═════ Items ═════

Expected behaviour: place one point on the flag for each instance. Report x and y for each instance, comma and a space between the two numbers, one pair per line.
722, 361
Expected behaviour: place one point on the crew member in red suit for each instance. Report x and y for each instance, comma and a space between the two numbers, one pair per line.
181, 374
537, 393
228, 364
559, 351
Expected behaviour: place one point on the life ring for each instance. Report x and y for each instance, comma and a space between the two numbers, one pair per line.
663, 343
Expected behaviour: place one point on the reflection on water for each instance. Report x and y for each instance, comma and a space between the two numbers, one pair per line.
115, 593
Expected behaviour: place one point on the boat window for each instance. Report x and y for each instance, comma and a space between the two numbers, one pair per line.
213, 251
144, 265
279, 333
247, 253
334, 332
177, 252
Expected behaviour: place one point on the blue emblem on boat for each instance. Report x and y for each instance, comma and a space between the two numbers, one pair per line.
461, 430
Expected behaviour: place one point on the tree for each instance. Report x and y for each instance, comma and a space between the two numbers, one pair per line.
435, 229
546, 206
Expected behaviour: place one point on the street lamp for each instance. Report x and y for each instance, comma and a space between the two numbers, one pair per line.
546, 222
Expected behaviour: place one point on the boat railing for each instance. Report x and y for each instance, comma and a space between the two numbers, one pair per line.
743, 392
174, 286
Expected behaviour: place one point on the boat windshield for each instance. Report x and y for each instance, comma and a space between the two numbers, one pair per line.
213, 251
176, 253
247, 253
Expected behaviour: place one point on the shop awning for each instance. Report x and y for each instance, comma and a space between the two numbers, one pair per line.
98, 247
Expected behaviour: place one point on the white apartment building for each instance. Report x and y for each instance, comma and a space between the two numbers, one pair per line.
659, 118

═════

Arrange the entries, starting at the one containing "Expected behaviour: place one point on the shop" and ending at the final entry, as a two-column CSV with the headers text and answer. Give one row per entry, and put each field in quotation marks with line breaks replaced by spaces.

text,answer
"Expected behaviour: place one point on the shop awning for each instance. Report x and y for each instance, comma and a space between the two numbers, one pair per line.","98, 247"
"Expected behaviour: place one point on the white apartment building for each instance. Report x and y for each instance, comma and a space between the two numbers, one pair per line.","659, 118"